Your task: Your copy must start with the line containing "Identify each instance of the stone" and end with the last line of the entries, matching them exactly and leaving out every picture.

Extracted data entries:
****************

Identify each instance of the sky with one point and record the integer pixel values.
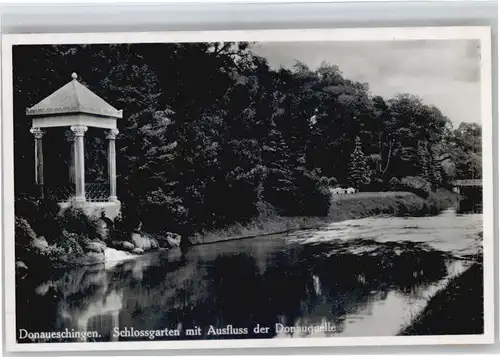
(444, 73)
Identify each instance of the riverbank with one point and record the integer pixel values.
(343, 207)
(86, 246)
(455, 310)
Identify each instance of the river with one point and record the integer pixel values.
(365, 277)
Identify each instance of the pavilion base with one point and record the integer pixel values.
(94, 209)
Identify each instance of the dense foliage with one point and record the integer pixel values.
(212, 135)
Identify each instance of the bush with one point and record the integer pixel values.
(415, 184)
(24, 234)
(394, 183)
(74, 220)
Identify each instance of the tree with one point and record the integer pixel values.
(359, 174)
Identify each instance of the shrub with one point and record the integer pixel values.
(415, 184)
(24, 234)
(74, 220)
(394, 183)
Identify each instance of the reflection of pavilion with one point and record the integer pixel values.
(78, 108)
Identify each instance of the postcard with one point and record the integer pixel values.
(267, 188)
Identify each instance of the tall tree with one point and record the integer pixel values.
(359, 174)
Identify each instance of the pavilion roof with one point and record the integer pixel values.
(73, 98)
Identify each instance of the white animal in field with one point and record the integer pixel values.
(338, 191)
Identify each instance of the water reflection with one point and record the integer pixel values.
(360, 287)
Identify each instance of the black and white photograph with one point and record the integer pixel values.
(248, 188)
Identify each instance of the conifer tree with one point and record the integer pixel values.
(359, 173)
(423, 161)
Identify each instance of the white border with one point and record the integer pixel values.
(483, 34)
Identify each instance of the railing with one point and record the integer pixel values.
(94, 192)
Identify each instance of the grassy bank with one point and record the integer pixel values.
(455, 310)
(343, 207)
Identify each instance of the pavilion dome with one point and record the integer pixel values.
(74, 98)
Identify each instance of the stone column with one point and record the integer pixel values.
(111, 136)
(79, 132)
(38, 134)
(71, 140)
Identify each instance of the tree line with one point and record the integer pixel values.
(212, 135)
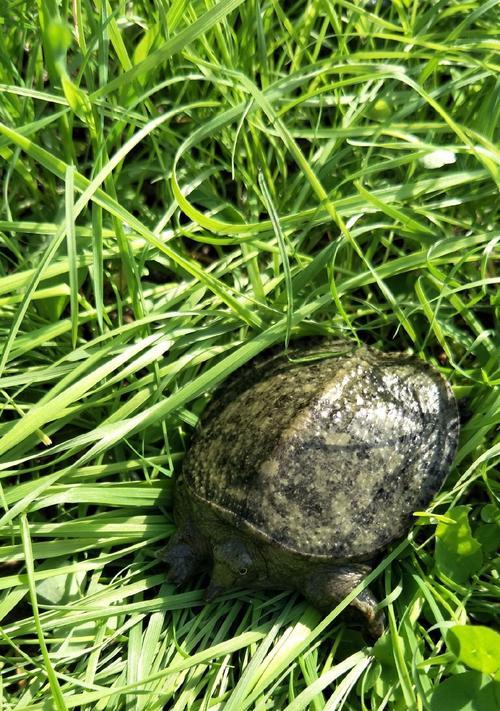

****************

Response below:
Identify each instance of the stone column with one point and record the integer pixel values.
(111, 136)
(79, 132)
(38, 134)
(71, 140)
Identify each instance of the tree line with one point and record the integer pixel values.
(212, 135)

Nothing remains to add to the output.